Was war passiert? Inspektöse Freitag war wieder aktiv. Gestern sehe ich in meinem Fach, dass Esra und Elda am Dienstag in der ersten Stunde gefehlt haben. In Geschichte wurde ein angekündigter Test geschrieben. Die Geschichtslehrerin wollte von mir wissen, wer unentschuldigt und wer entschuldigt gefehlt hat – wegen des Nachschreibens.

Esra und Elda kleben aneinander wie Pech und Schwefel. Wie Hundekot und Profilschuhsohle, wie Siamesische Zwillinge. Sie haben jeden Tag die gleichen Klamotten an – meistens Durchsichtiges im Animalprintlook. Zur Zeit viel schwarz und beige – Sandfarbe oder Kamel.
·····
### GEGEBENE AUFGABE A
Schreibe in der Auflistung die Zeilen von der Zeile mit „Where can you spot the black heart“ bis zum Ende der Auflistung neu und ersetze dabei „dome“ durch „cupola“, ohne sonst etwas zu ändern. Lass die Bilder in der Antwort weg.
·····
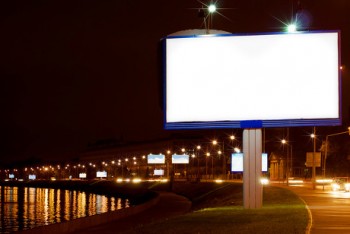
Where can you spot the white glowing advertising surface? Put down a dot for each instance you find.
(158, 172)
(180, 159)
(101, 174)
(83, 175)
(252, 81)
(237, 162)
(156, 159)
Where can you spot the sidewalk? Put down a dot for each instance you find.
(169, 205)
(330, 211)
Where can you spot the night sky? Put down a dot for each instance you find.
(78, 71)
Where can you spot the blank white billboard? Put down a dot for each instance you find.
(101, 174)
(156, 159)
(180, 159)
(265, 80)
(237, 162)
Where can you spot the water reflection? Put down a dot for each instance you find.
(24, 208)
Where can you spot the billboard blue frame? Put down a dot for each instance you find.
(255, 123)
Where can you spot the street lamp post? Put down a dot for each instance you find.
(326, 149)
(313, 136)
(284, 142)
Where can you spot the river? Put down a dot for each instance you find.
(23, 208)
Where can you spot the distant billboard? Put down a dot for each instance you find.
(237, 162)
(180, 159)
(158, 172)
(310, 159)
(245, 81)
(156, 159)
(101, 174)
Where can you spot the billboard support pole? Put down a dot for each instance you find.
(252, 149)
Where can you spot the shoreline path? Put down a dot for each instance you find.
(169, 205)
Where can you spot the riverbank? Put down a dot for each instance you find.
(136, 193)
(205, 207)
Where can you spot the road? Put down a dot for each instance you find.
(330, 211)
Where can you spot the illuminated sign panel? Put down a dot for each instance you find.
(101, 174)
(237, 162)
(158, 172)
(244, 81)
(156, 159)
(180, 159)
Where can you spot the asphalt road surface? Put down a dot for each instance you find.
(330, 211)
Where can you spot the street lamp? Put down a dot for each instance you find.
(313, 136)
(289, 159)
(326, 149)
(206, 164)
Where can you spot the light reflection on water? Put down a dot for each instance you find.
(24, 208)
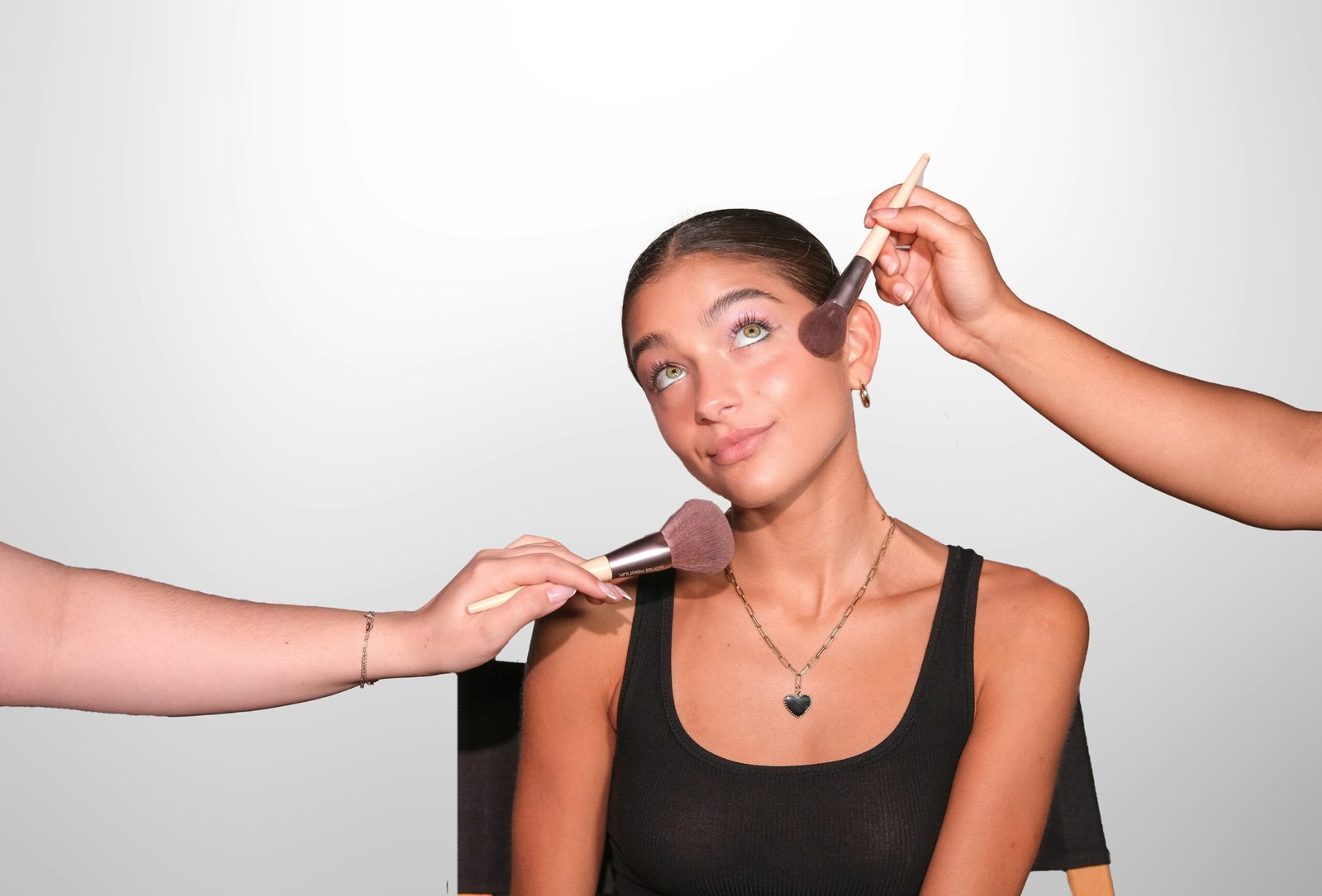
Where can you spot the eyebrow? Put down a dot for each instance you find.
(709, 317)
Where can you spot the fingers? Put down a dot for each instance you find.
(925, 197)
(892, 261)
(499, 571)
(945, 237)
(532, 539)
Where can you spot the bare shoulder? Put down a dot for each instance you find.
(582, 647)
(1025, 614)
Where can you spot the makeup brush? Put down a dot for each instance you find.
(696, 538)
(823, 332)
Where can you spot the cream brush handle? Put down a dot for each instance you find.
(877, 238)
(598, 566)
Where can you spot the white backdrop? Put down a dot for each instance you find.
(311, 301)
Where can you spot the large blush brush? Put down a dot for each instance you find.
(696, 538)
(823, 332)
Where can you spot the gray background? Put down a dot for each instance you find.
(310, 301)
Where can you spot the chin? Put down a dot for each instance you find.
(749, 484)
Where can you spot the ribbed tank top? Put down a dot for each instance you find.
(682, 821)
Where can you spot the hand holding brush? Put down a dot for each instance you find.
(696, 537)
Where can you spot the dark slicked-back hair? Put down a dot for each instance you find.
(754, 235)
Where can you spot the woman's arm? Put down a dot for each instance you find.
(568, 744)
(97, 640)
(1030, 641)
(1239, 453)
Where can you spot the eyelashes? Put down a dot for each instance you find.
(749, 329)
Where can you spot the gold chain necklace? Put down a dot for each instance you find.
(799, 702)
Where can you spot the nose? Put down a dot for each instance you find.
(716, 396)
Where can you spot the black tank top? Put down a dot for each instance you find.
(687, 823)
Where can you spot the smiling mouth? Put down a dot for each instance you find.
(737, 446)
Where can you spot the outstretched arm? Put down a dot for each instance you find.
(97, 640)
(1239, 453)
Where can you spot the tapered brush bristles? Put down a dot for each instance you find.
(823, 332)
(700, 537)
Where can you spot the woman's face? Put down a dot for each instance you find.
(744, 405)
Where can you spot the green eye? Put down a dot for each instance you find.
(750, 334)
(668, 374)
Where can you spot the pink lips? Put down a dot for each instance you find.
(735, 446)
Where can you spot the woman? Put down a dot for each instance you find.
(915, 752)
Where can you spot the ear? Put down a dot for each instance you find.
(863, 343)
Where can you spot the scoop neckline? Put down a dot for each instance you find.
(869, 755)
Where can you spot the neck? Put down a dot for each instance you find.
(811, 550)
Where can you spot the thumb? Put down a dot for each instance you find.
(529, 603)
(944, 235)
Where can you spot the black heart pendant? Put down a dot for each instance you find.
(797, 704)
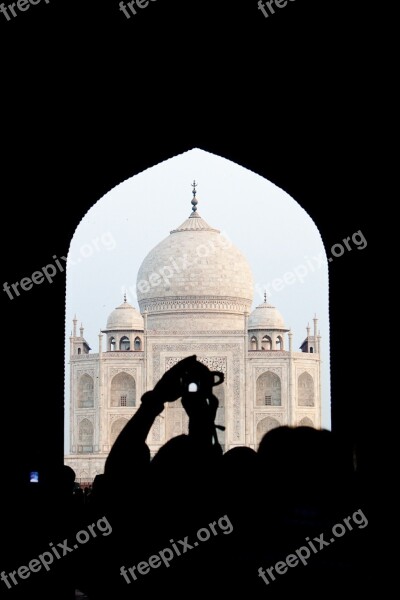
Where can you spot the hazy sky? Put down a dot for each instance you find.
(276, 235)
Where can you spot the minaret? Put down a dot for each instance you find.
(316, 349)
(75, 321)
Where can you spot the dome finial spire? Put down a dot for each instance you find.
(194, 200)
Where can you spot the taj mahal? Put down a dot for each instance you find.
(195, 294)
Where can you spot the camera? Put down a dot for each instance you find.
(200, 379)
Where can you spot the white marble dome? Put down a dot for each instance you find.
(125, 317)
(266, 316)
(195, 267)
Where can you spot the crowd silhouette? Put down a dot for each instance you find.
(254, 509)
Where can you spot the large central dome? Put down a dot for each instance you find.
(195, 268)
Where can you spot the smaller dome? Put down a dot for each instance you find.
(125, 317)
(266, 316)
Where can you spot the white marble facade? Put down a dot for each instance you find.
(195, 292)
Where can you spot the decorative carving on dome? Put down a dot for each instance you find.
(269, 413)
(85, 371)
(116, 416)
(259, 370)
(204, 332)
(192, 303)
(264, 353)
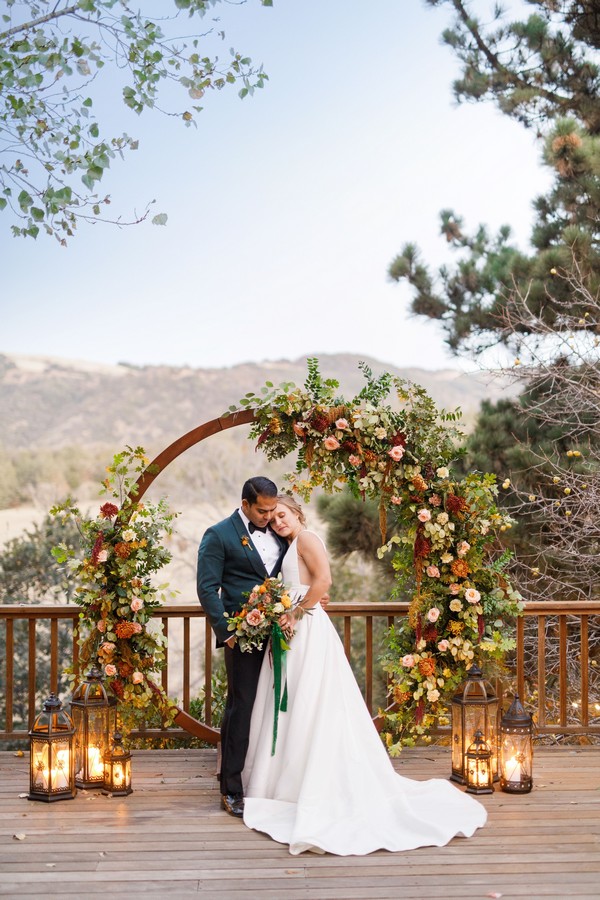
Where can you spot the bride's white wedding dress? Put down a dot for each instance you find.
(330, 787)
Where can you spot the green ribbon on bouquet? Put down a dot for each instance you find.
(278, 648)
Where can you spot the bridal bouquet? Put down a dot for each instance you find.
(258, 619)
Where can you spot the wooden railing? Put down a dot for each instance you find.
(555, 668)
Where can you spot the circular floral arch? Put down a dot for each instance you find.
(441, 530)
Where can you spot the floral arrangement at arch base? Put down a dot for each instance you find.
(444, 530)
(122, 549)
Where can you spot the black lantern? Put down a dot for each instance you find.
·····
### GEGEBENE AUFGABE B
Zähle alle Farben auf, die der vorliegende Auszug für die Kleidung von Esra und Elda nennt.

### ERGEBNIS DER ÜBUNG A
Where can you spot the black heart pendant? Put down a dot for each instance you find.
(797, 704)
Where can you spot the hazy sky? Put down a dot for each instance you find.
(276, 235)
Where can you spot the minaret? Put down a dot for each instance you find.
(316, 349)
(75, 321)
Where can you spot the cupola finial spire? Put down a dot for each instance you find.
(194, 200)
Where can you spot the taj mahal? Put down a dot for each instance you find.
(195, 294)
Where can you spot the camera? Put down a dot for each instance you find.
(200, 379)
Where can you spot the white marble cupola? Put down a dot for each instance you find.
(125, 317)
(266, 316)
(195, 267)
Where can you spot the crowd silhouette? Put down a dot for each instance you find.
(254, 509)
Where can you spot the large central cupola? Put down a dot for each instance you find.
(195, 268)
Where can you spot the smaller cupola? Put down a dot for each instance you find.
(125, 317)
(266, 316)
Where can you spot the white marble facade? Put down a dot for each instance you find.
(195, 292)
Where can you spot the decorative carving on cupola? Put down a dot for each instance you find.
(269, 413)
(85, 371)
(116, 416)
(259, 370)
(204, 332)
(192, 303)
(264, 353)
Where can you spot the bride's white wedding dress? Put down a dot for each instance you find.
(330, 787)
Where can you spot the green ribbon on bouquet? Put down a dot for each instance you find.
(278, 648)
Where can you spot the bridal bouquet? Put down a dot for each instance you find.
(258, 619)
Where can you spot the wooden railing? Put down a dot for each instance you find.
(555, 668)
Where can you spot the circular floral arch? Put down a dot for each instance you find.
(441, 530)
Where can you spot the floral arrangement at arch base? Put down a dot for each instance you find.
(444, 530)
(122, 549)
Where can you spot the black lantern? Put down a dot for each instance you find.

### ERGEBNIS DER ÜBUNG B
schwarz, beige, Sandfarbe, Kamel